SOURCE DATA —
= Beginning of Section =

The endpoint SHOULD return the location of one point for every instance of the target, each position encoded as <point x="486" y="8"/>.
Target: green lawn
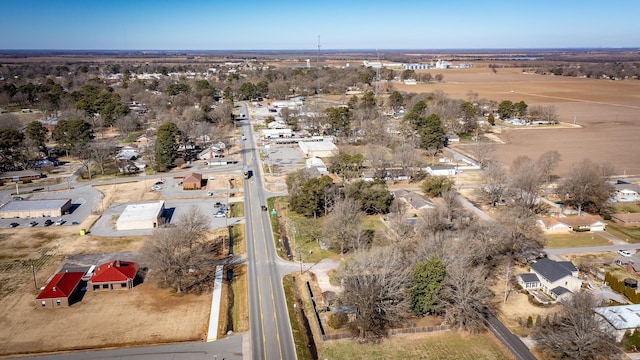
<point x="629" y="234"/>
<point x="556" y="241"/>
<point x="442" y="345"/>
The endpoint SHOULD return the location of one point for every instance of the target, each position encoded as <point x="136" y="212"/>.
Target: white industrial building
<point x="141" y="216"/>
<point x="35" y="208"/>
<point x="318" y="164"/>
<point x="318" y="149"/>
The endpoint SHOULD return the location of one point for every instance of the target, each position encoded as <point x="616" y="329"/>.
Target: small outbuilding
<point x="114" y="275"/>
<point x="35" y="208"/>
<point x="192" y="181"/>
<point x="141" y="216"/>
<point x="63" y="290"/>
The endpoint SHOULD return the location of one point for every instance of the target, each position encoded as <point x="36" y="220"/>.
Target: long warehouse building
<point x="35" y="208"/>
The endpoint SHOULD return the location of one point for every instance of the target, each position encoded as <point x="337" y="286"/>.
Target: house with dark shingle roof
<point x="114" y="275"/>
<point x="555" y="278"/>
<point x="63" y="290"/>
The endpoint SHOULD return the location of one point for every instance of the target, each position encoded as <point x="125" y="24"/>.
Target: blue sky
<point x="296" y="25"/>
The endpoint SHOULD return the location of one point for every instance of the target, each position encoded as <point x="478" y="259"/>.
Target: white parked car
<point x="624" y="252"/>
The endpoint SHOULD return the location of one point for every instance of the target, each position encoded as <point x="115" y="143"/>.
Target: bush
<point x="337" y="320"/>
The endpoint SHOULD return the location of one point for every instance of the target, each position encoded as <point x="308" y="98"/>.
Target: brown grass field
<point x="607" y="112"/>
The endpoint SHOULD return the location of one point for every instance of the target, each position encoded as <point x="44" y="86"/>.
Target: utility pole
<point x="33" y="270"/>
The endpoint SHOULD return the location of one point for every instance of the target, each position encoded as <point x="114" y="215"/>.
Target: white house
<point x="555" y="278"/>
<point x="141" y="216"/>
<point x="571" y="223"/>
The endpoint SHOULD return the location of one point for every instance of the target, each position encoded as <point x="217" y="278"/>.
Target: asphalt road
<point x="270" y="328"/>
<point x="512" y="342"/>
<point x="229" y="348"/>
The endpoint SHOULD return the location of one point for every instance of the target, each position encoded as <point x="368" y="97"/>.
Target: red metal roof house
<point x="114" y="275"/>
<point x="63" y="290"/>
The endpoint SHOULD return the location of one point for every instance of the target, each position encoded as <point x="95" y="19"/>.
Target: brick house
<point x="63" y="290"/>
<point x="114" y="275"/>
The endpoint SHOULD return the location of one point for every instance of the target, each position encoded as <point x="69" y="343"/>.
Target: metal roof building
<point x="141" y="216"/>
<point x="35" y="208"/>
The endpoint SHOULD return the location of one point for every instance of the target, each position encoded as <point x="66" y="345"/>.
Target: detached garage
<point x="35" y="208"/>
<point x="141" y="216"/>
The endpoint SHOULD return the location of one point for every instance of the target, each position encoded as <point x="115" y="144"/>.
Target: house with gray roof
<point x="555" y="278"/>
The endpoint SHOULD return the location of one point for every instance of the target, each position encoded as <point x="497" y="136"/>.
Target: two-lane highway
<point x="271" y="336"/>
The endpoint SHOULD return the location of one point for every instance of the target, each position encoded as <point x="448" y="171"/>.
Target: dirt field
<point x="606" y="111"/>
<point x="143" y="315"/>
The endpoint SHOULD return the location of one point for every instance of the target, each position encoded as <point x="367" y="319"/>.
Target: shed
<point x="141" y="216"/>
<point x="35" y="208"/>
<point x="63" y="290"/>
<point x="192" y="181"/>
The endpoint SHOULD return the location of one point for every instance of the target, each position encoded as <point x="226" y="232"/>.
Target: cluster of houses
<point x="67" y="287"/>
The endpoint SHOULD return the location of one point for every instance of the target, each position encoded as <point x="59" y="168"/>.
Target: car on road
<point x="624" y="252"/>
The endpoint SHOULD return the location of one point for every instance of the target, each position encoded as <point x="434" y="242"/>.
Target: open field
<point x="441" y="345"/>
<point x="570" y="240"/>
<point x="143" y="315"/>
<point x="606" y="112"/>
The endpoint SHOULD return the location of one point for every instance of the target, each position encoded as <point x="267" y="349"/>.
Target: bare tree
<point x="587" y="186"/>
<point x="102" y="155"/>
<point x="343" y="229"/>
<point x="180" y="250"/>
<point x="547" y="162"/>
<point x="375" y="283"/>
<point x="466" y="295"/>
<point x="578" y="332"/>
<point x="495" y="182"/>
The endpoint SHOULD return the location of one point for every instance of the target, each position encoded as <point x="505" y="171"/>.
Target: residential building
<point x="192" y="181"/>
<point x="62" y="290"/>
<point x="555" y="278"/>
<point x="114" y="275"/>
<point x="572" y="223"/>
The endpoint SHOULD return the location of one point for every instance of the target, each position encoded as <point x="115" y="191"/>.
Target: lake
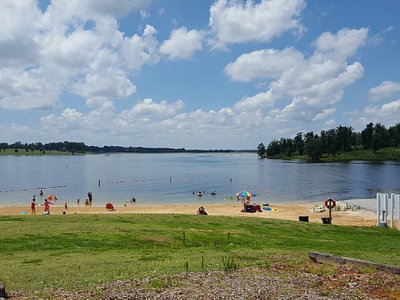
<point x="178" y="177"/>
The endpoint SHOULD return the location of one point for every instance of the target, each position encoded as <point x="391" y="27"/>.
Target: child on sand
<point x="46" y="207"/>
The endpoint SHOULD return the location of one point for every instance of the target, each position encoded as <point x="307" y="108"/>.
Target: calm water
<point x="173" y="178"/>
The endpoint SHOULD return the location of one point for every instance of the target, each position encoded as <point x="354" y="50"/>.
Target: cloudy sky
<point x="209" y="74"/>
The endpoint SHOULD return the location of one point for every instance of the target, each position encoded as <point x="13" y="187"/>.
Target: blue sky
<point x="195" y="74"/>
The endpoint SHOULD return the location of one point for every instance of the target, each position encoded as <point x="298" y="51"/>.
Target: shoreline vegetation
<point x="341" y="144"/>
<point x="72" y="148"/>
<point x="47" y="256"/>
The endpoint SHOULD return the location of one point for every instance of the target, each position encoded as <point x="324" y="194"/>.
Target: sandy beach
<point x="287" y="211"/>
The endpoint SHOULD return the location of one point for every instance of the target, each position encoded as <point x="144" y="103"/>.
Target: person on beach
<point x="46" y="207"/>
<point x="33" y="207"/>
<point x="90" y="196"/>
<point x="201" y="211"/>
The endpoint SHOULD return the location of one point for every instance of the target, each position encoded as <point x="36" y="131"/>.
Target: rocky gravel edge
<point x="251" y="283"/>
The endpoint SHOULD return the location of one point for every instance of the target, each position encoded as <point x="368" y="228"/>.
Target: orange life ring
<point x="330" y="203"/>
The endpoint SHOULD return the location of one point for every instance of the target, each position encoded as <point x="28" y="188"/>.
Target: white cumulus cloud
<point x="239" y="22"/>
<point x="385" y="90"/>
<point x="314" y="83"/>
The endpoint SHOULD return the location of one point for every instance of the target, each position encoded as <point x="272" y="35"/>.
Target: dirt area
<point x="278" y="281"/>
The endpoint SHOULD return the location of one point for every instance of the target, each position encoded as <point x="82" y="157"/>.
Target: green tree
<point x="379" y="137"/>
<point x="313" y="146"/>
<point x="366" y="136"/>
<point x="299" y="143"/>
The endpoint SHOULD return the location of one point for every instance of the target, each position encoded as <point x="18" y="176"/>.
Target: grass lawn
<point x="77" y="251"/>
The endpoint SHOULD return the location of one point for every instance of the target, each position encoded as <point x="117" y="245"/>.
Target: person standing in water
<point x="33" y="207"/>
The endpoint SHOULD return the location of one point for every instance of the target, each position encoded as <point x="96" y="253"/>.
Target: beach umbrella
<point x="245" y="194"/>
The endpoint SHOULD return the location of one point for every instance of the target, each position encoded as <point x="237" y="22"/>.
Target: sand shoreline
<point x="285" y="211"/>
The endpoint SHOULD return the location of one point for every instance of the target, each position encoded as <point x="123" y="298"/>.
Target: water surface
<point x="176" y="178"/>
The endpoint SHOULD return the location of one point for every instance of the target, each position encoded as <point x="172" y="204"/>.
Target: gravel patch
<point x="252" y="283"/>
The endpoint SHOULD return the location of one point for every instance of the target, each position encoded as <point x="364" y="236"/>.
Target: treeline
<point x="80" y="147"/>
<point x="333" y="141"/>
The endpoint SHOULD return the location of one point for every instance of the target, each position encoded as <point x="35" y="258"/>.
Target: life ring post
<point x="330" y="204"/>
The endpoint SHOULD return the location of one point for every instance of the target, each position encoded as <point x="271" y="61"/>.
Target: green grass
<point x="77" y="251"/>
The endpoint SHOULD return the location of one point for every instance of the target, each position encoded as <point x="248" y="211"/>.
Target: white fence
<point x="386" y="207"/>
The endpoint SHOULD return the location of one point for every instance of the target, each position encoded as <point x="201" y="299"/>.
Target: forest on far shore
<point x="336" y="143"/>
<point x="80" y="147"/>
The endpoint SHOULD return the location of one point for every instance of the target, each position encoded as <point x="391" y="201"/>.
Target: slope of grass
<point x="75" y="251"/>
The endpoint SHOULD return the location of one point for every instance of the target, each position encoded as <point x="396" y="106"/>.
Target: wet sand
<point x="287" y="211"/>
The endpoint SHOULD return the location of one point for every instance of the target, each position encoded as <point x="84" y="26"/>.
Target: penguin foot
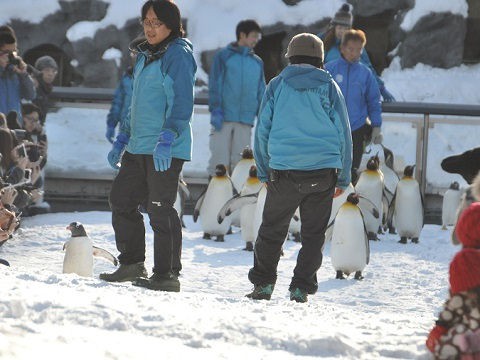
<point x="297" y="237"/>
<point x="358" y="275"/>
<point x="403" y="240"/>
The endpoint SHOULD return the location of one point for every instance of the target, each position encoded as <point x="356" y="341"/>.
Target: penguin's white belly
<point x="348" y="251"/>
<point x="451" y="200"/>
<point x="78" y="257"/>
<point x="408" y="215"/>
<point x="215" y="197"/>
<point x="372" y="188"/>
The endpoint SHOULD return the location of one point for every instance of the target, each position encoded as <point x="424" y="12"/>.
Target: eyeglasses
<point x="155" y="23"/>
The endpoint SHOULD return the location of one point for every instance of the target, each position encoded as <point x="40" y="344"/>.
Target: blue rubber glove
<point x="116" y="153"/>
<point x="216" y="119"/>
<point x="387" y="96"/>
<point x="110" y="134"/>
<point x="162" y="155"/>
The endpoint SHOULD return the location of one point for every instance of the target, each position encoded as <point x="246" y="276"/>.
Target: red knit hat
<point x="465" y="270"/>
<point x="468" y="226"/>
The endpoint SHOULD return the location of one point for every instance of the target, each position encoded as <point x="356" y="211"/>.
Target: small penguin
<point x="407" y="207"/>
<point x="79" y="252"/>
<point x="350" y="248"/>
<point x="451" y="201"/>
<point x="246" y="204"/>
<point x="218" y="192"/>
<point x="370" y="185"/>
<point x="4" y="262"/>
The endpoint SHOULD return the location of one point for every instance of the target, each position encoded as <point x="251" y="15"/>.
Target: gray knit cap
<point x="343" y="16"/>
<point x="45" y="62"/>
<point x="305" y="44"/>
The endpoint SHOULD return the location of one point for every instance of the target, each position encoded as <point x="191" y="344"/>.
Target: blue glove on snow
<point x="162" y="155"/>
<point x="116" y="153"/>
<point x="387" y="96"/>
<point x="110" y="134"/>
<point x="216" y="119"/>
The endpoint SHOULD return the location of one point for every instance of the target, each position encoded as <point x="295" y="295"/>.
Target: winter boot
<point x="126" y="272"/>
<point x="248" y="246"/>
<point x="261" y="292"/>
<point x="298" y="295"/>
<point x="159" y="282"/>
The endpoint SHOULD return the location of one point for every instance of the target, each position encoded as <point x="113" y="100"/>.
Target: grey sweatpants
<point x="227" y="144"/>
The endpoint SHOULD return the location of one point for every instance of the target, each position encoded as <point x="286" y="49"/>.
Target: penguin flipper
<point x="99" y="252"/>
<point x="235" y="203"/>
<point x="198" y="205"/>
<point x="4" y="262"/>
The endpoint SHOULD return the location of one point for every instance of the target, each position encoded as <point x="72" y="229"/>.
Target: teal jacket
<point x="236" y="84"/>
<point x="303" y="125"/>
<point x="162" y="98"/>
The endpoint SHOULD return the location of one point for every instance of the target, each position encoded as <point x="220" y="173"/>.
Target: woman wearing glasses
<point x="154" y="141"/>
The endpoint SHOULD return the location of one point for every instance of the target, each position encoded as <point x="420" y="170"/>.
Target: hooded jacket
<point x="13" y="88"/>
<point x="236" y="84"/>
<point x="162" y="98"/>
<point x="303" y="125"/>
<point x="360" y="90"/>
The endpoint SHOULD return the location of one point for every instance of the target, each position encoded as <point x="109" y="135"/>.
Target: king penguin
<point x="350" y="248"/>
<point x="79" y="252"/>
<point x="218" y="192"/>
<point x="370" y="185"/>
<point x="407" y="207"/>
<point x="246" y="203"/>
<point x="451" y="201"/>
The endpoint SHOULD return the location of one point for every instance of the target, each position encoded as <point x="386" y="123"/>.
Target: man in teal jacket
<point x="154" y="141"/>
<point x="236" y="87"/>
<point x="303" y="150"/>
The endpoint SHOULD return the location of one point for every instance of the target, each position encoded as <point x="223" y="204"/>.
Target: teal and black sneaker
<point x="261" y="292"/>
<point x="298" y="295"/>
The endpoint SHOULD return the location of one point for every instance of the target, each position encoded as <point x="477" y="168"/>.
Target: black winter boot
<point x="126" y="272"/>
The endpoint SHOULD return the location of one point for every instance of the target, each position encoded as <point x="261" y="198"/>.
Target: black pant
<point x="358" y="144"/>
<point x="313" y="192"/>
<point x="138" y="183"/>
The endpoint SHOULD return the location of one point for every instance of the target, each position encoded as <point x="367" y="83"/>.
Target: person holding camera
<point x="15" y="82"/>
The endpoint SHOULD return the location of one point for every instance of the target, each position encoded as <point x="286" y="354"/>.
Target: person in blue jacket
<point x="122" y="98"/>
<point x="153" y="143"/>
<point x="303" y="151"/>
<point x="15" y="82"/>
<point x="341" y="22"/>
<point x="236" y="86"/>
<point x="361" y="93"/>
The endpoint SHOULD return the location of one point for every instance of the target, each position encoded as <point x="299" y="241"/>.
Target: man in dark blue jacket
<point x="303" y="150"/>
<point x="361" y="93"/>
<point x="15" y="83"/>
<point x="236" y="87"/>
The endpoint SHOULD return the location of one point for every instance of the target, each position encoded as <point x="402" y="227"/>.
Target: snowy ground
<point x="46" y="314"/>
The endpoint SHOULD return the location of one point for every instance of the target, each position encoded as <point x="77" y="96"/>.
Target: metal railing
<point x="101" y="98"/>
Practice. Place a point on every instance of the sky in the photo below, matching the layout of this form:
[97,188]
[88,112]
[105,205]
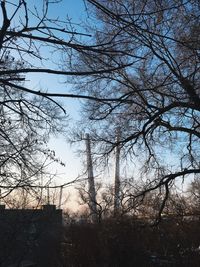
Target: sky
[75,11]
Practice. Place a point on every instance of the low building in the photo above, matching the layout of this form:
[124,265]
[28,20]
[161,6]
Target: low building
[30,237]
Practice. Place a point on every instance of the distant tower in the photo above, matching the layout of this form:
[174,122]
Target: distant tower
[92,192]
[117,174]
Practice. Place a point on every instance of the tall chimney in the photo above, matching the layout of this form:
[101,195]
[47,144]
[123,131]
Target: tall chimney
[92,192]
[117,174]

= End of Section =

BRIEF — In the records above, some lines may contain the word "matching"; copy every one of them.

RESPONSE —
Practice. Place a point on every instance of the sky in the photo below, matching the layout of this form:
Practice. Place a point on every instance of the low building in the photo above, matching the layout of this form:
Practice. Place a point on every instance of the distant tower in the photo above, matching the layout of this form:
Practice. Place a point on every instance of the tall chimney in the photo above, matching the layout of this form:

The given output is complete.